▸ **Work request**
Each record is to be copied exactly as written.

▸ **Supplied material**

──────

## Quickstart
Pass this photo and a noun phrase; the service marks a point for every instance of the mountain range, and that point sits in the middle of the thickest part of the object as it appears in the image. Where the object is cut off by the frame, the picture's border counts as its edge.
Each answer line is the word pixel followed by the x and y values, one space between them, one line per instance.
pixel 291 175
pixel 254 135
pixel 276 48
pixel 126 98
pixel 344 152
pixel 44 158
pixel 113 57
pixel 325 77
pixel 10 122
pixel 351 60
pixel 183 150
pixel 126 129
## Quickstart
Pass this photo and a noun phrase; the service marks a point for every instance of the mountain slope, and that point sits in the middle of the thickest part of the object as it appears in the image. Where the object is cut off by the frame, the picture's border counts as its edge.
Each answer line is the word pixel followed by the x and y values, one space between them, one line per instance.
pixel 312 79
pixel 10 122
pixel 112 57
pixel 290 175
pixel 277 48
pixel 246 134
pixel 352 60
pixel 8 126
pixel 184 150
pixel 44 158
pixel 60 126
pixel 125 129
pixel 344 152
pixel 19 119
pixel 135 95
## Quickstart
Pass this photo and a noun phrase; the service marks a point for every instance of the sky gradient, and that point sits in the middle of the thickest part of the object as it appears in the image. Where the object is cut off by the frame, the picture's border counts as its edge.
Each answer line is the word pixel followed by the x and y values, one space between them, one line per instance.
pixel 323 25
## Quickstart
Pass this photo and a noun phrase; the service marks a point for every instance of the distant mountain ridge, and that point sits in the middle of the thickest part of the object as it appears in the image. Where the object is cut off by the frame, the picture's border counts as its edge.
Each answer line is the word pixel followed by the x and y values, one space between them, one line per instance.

──────

▸ **Response for this exercise**
## Quickstart
Pass this photo and a noun phrase; the service marks a point for every instance of the mountain range, and that point sits in the middle of the thickest part of the object as it appears in the image. Where the object is cut off by the frame, the picture's border counts as its edge.
Each answer line is the word pixel followed by the x and y values, one space between them, one line per instance.
pixel 291 175
pixel 254 135
pixel 276 48
pixel 126 98
pixel 344 152
pixel 44 158
pixel 113 57
pixel 325 77
pixel 10 122
pixel 351 60
pixel 183 150
pixel 126 129
## Quickstart
Pass this photo and a noun phrase; the service marks a point for every instance of the mountain slope, and that point sits in the middle of the thickest part of the object as it appears in the image. Where the object is cut off by the frame, the picture's border counts as its edge.
Each answer line is the word pixel followed by the x and y values, one space between them, one line per instance.
pixel 312 79
pixel 10 122
pixel 112 57
pixel 290 175
pixel 277 48
pixel 246 134
pixel 352 60
pixel 8 126
pixel 184 150
pixel 44 158
pixel 60 126
pixel 125 129
pixel 344 152
pixel 19 119
pixel 135 95
## Quickstart
Pass this photo and a noun phrase; the service marks a point for every instance of the sky gradient, and that point sits in the middle of the thickest part of the object as it appears in the image. Where the object is cut off by the frame, the picture's border counts as its edge.
Each answer line is the word pixel followed by the x and y values, one space between them, one line per instance.
pixel 323 25
## Quickstart
Pass this photo and a noun phrase; the service marks a point for every instance of the distant mountain ridge, and that point sits in the middle of the thickest part of the object as it appears in the image. Where the object is cut off by the frame, the picture's border counts as its edge.
Each answer line is the word pixel followed by the x and y values, one space between them, one line per instance.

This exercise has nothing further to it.